§ EXCERPT TO READ

Executive Summary: Key Legal and Evidentiary Issues

  • Vern Emard sought a declaration that the Grassy Mountain Road (GMR) is a public road, or alternatively, that an easement of necessity exists over the GMR Lands to access his property.

  • Multiple written and unwritten road use agreements between Devon Canada and adjacent landowners demonstrated ongoing proprietary control inconsistent with public road dedication.

  • Evidence of road usage from 1993 to 2015 was purpose-specific and limited to commercial operators, local landowners, and occasional hikers — insufficient to establish long, continuous, uninterrupted public use.

  • A late-filed affidavit from the previous owner of Kootenay Wood Preservers was excluded due to prejudice to the defendants, lack of explanation for the delay, and minimal probative value.

  • No evidence was adduced to establish that Mr. Emard's property was "absolutely inaccessible" without the GMR, as required for an implied easement of necessity under Alberta law.

  • The application was dismissed in its entirety, with costs submissions permitted within 45 days if the parties could not agree.

§ SUPPLIED INFORMATION
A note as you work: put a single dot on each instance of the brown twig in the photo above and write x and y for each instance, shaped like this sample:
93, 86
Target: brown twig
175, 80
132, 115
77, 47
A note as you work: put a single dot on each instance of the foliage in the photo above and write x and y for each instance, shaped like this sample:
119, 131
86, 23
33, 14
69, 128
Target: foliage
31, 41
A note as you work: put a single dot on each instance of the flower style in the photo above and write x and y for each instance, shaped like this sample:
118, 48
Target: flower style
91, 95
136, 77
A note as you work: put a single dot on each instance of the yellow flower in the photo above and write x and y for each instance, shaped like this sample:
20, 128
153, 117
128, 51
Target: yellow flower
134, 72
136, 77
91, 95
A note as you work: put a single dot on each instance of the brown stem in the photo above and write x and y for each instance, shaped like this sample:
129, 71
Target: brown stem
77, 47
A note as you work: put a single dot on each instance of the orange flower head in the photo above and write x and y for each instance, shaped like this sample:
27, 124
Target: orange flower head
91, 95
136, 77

§ REQUESTS
A - Using the executive summary about the Grassy Mountain Road, decide whether each statement agrees with it. Answer yes or no for each and quote the words that decide it.
(i) Vern Emard asked, as an alternative, for an easement of necessity over the GMR Lands.
(ii) The late-filed affidavit from the previous owner of Kootenay Wood Preservers was admitted.
(iii) Costs submissions were permitted within 30 days.
B - According to the executive summary about the Grassy Mountain Road, what years does the evidence of road usage cover?
Rely only on the executive summary about the Grassy Mountain Road, not on the material.

§ ANSWERS IN ORDER
A -
(i) Yes: "or alternatively, that an easement of necessity exists over the GMR Lands to access his property"
(ii) No: "was excluded due to prejudice to the defendants"
(iii) No: "with costs submissions permitted within 45 days"

B - 1993 to 2015.